Lemma. Given $X,Y$ Banach spaces with $X$ reflxive, and $T:X\to Y$ a compact operator. Suppose the sequence $x_n\in X$ weakly converges to $x_\infty$, then $Tx_n$ strongly converges to $Tx_\infty$.

Proof: By the uniform boundedness principle, $x_n$ is norm bounded (reflexivity means weak and weak* are the same). Therefore $Tx_n$ is a bounded sequence in $Y$ and has a converging subsequence $Tx_{n_k}$ that converges to $y_\infty\in Y$.

Now, choose $\varphi\in Y^*$. The adjoint operator $T^*: Y^*\to X^*$ is continuous, and we have $$ \varphi(Tx_n) = T^*\varphi(x_n) \to T^*\varphi(x_\infty) = \varphi(Tx_\infty) $$ by weak convergence of $x_n$. This shows that $Tx_\infty$ is a weak limit of $Tx_n$, and hence also a weak limit of $Tx_{n_k}$. But since strong limits are weak limits, we have that by the uniqueness of weak limits that $Tx_\infty = y_\infty$.

So far we have only proven convergence along a subsequence. To prove that the convergence holds for the original sequence, note that we can apply the same argument to every subsequence of the original sequence $x_n$. This shows that "every subsequence of $Tx_n$ has a further subsequence that converges strongly to $Tx_\infty$", which implies (standard exercise) that $Tx_n \to Tx_\infty$. Q.E.D.


Returning to your question, when $X$ is reflexive, given your maximizing sequence $x_n$ with constant $\|x_n\|_X = 1$ and $$ \frac{\|x_n\|_Y}{\|x_n\|_X} \nearrow C = \sup \frac{\|x\|_Y}{\|x\|_X} $$ By Banach-Alaoglu we can WLOg assume this sequence weakly converges to $x_\infty$. By the Lemma we know that $\|x_\infty\|_Y = C$. It suffices to show that $\|x_\infty\|_X = 1$.

#### [Given entries]

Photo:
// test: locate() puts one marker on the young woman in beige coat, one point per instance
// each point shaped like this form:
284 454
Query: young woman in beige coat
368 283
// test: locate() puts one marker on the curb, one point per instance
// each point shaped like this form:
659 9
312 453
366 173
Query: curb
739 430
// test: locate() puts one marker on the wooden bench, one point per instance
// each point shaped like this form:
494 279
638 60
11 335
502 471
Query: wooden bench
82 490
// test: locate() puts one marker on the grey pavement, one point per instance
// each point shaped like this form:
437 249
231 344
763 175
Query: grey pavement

#### [What to do]
a - Answer these about the compact-operator text:
(i) Which principle shows that $x_n$ is norm bounded?
(ii) Which operator is said to be continuous?
(iii) Which theorem lets the maximizing sequence be assumed to converge weakly?
b - Write what comes next in the compact-operator text, picking up after its last sentence.

#### [Task-by-task results]
a -
(i) The uniform boundedness principle.
(ii) The adjoint operator $T^*: Y^*\to X^*$.
(iii) Banach-Alaoglu.

b -
Using the dual characterization we have that $$ \|x_\infty\|_X = \sup_{z\in X^*, \|z\|_{X^*} = 1} x_\infty(z) $$ By weak (weak*) convergence, we have $$ x_\infty(z) = \lim x_n(z) \leq \|x_n\|_X \|z\|_{X^*} = 1 $$ Hence we have $\|x_\infty\|_X \leq 1$. It suffices to show that it is impossible for $\|x_\infty\|_X < 1$.

This final step holds because, were it the case that $\|x_\infty\|_X < 1$, then by our argument we've shown that $\|x_\infty\|_Y / \|x_\infty\|_X > C$, contradicting the fact that $C$ is the optimum constant (the supremum).


Remark: much of this proof can be adapted to pick up where you left off in your attempt, after you fixed the mistake between inf and sup. However, notice that nowhere did I assert that $x_n$ converges strongly to $x_\infty$. All I did is prove that $x_\infty$ has norm 1.

Remark 2: this proof relies on multiple spots that $X$ is reflexive. Some of them are possibly gratuitous. (I think the Lemma above doesn't really require reflexivity.) However, Banach-Alaoglu only gives you weak*, and to apply the Lemma I do need to pass to weak convergence, so off hand I don't know whether the argument can be extended to when $X$ is not reflexive.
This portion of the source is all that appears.